─── Data extract ───

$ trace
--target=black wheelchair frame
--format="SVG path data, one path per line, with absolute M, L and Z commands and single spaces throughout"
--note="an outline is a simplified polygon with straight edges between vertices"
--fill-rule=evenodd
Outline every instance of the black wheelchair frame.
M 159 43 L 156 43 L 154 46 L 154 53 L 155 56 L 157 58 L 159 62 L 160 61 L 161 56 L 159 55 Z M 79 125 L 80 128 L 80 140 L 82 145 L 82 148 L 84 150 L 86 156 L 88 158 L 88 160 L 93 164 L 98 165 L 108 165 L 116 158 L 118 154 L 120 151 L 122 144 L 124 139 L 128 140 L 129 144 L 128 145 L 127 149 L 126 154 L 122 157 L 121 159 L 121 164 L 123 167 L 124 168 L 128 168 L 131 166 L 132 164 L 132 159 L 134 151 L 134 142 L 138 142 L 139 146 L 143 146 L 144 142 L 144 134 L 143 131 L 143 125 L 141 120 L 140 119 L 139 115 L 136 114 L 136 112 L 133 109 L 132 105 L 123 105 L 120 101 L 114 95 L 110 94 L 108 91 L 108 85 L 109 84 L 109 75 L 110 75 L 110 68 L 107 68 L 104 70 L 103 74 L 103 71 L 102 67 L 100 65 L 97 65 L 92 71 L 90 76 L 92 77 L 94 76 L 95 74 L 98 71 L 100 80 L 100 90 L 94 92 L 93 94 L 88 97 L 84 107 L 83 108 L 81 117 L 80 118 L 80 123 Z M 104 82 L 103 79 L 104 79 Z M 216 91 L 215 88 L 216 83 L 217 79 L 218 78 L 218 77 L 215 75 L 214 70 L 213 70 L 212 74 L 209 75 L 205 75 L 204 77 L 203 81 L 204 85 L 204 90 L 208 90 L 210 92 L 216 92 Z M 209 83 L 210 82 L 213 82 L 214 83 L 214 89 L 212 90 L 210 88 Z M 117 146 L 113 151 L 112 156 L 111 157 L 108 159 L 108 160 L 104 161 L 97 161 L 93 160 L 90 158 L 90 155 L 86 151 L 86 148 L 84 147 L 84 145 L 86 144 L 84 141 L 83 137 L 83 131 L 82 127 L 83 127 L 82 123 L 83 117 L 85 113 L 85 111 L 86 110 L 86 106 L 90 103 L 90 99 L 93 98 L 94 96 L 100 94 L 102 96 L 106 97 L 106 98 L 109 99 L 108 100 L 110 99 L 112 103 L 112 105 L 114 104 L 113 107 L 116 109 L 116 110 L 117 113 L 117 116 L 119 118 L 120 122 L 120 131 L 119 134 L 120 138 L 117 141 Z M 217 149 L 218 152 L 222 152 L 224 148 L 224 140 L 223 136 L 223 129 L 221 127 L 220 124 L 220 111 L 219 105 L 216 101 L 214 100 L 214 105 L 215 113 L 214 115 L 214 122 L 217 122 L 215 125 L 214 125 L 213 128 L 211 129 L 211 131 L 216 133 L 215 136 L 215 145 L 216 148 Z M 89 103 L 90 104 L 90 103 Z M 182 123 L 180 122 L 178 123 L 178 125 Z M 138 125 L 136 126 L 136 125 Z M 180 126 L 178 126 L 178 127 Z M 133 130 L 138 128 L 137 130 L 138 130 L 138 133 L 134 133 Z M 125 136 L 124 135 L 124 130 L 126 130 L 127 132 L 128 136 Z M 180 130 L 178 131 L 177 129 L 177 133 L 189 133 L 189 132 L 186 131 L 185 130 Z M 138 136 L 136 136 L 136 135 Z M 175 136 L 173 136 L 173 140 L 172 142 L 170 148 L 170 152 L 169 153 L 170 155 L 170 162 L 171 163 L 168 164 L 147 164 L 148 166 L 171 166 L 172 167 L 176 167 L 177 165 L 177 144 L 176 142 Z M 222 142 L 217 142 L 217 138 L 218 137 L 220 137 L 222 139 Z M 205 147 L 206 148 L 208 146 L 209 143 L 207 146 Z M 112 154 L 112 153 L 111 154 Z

───

→ **Exercise prompt**
Reproduce all of the records above line for line, changing nothing.

→ **Reply to the exercise**
$ trace
--target=black wheelchair frame
--format="SVG path data, one path per line, with absolute M, L and Z commands and single spaces throughout"
--note="an outline is a simplified polygon with straight edges between vertices"
--fill-rule=evenodd
Outline every instance of the black wheelchair frame.
M 159 43 L 156 43 L 154 46 L 154 53 L 155 56 L 157 58 L 159 62 L 160 61 L 161 56 L 159 55 Z M 79 125 L 80 128 L 80 140 L 82 145 L 82 148 L 84 150 L 86 156 L 88 158 L 88 160 L 93 164 L 98 165 L 108 165 L 116 158 L 118 154 L 120 151 L 122 144 L 124 139 L 128 140 L 129 144 L 128 145 L 127 149 L 126 154 L 122 157 L 121 159 L 121 164 L 123 167 L 124 168 L 128 168 L 131 166 L 132 164 L 132 159 L 134 151 L 134 142 L 138 142 L 139 146 L 143 146 L 144 142 L 144 134 L 143 131 L 143 125 L 141 120 L 140 119 L 139 115 L 136 114 L 136 112 L 133 109 L 132 105 L 123 105 L 120 101 L 114 95 L 110 94 L 108 91 L 108 85 L 109 84 L 109 75 L 110 75 L 110 68 L 107 68 L 104 70 L 103 74 L 103 71 L 102 67 L 100 65 L 97 65 L 92 71 L 90 76 L 92 77 L 94 76 L 95 74 L 98 71 L 100 80 L 100 90 L 94 92 L 93 94 L 88 97 L 84 107 L 83 108 L 81 117 L 80 118 L 80 123 Z M 104 82 L 103 79 L 104 79 Z M 216 91 L 215 88 L 216 83 L 217 79 L 218 78 L 218 77 L 215 75 L 214 70 L 213 70 L 212 74 L 209 75 L 205 75 L 204 77 L 203 81 L 204 85 L 204 90 L 208 90 L 210 92 L 216 92 Z M 209 83 L 210 82 L 213 82 L 214 83 L 214 89 L 212 90 L 210 88 Z M 117 146 L 113 151 L 112 156 L 111 157 L 108 159 L 108 160 L 104 161 L 97 161 L 93 160 L 90 158 L 90 155 L 86 151 L 86 148 L 84 147 L 84 145 L 86 144 L 84 141 L 83 137 L 83 131 L 82 127 L 83 127 L 82 123 L 83 117 L 85 113 L 85 111 L 86 110 L 86 106 L 90 103 L 90 99 L 93 98 L 94 96 L 100 94 L 102 96 L 106 97 L 106 98 L 109 99 L 108 100 L 110 99 L 112 103 L 112 105 L 114 104 L 113 107 L 116 109 L 116 110 L 117 113 L 117 116 L 119 118 L 120 122 L 120 131 L 119 134 L 120 138 L 117 141 Z M 217 149 L 218 152 L 222 152 L 224 148 L 224 140 L 223 136 L 223 129 L 221 127 L 220 124 L 220 111 L 219 105 L 216 101 L 214 100 L 214 105 L 215 113 L 214 115 L 214 122 L 217 122 L 215 125 L 214 125 L 213 128 L 211 129 L 211 131 L 216 133 L 215 136 L 215 145 L 216 148 Z M 89 103 L 90 104 L 90 103 Z M 182 123 L 180 122 L 178 123 L 178 125 Z M 138 125 L 136 126 L 136 125 Z M 180 126 L 178 126 L 178 127 Z M 133 130 L 138 128 L 137 130 L 138 130 L 138 133 L 134 133 Z M 125 136 L 124 135 L 124 130 L 126 130 L 127 132 L 128 136 Z M 180 130 L 178 131 L 177 129 L 177 133 L 189 133 L 189 132 L 186 131 L 185 130 Z M 138 136 L 136 136 L 136 135 Z M 175 136 L 173 136 L 173 140 L 172 142 L 170 148 L 170 152 L 169 153 L 170 155 L 170 162 L 171 163 L 168 164 L 147 164 L 148 166 L 171 166 L 172 167 L 176 167 L 177 165 L 177 144 L 176 142 Z M 222 142 L 217 142 L 217 138 L 218 137 L 220 137 L 222 139 Z M 205 147 L 206 148 L 208 146 L 209 143 L 207 146 Z M 112 154 L 112 153 L 111 154 Z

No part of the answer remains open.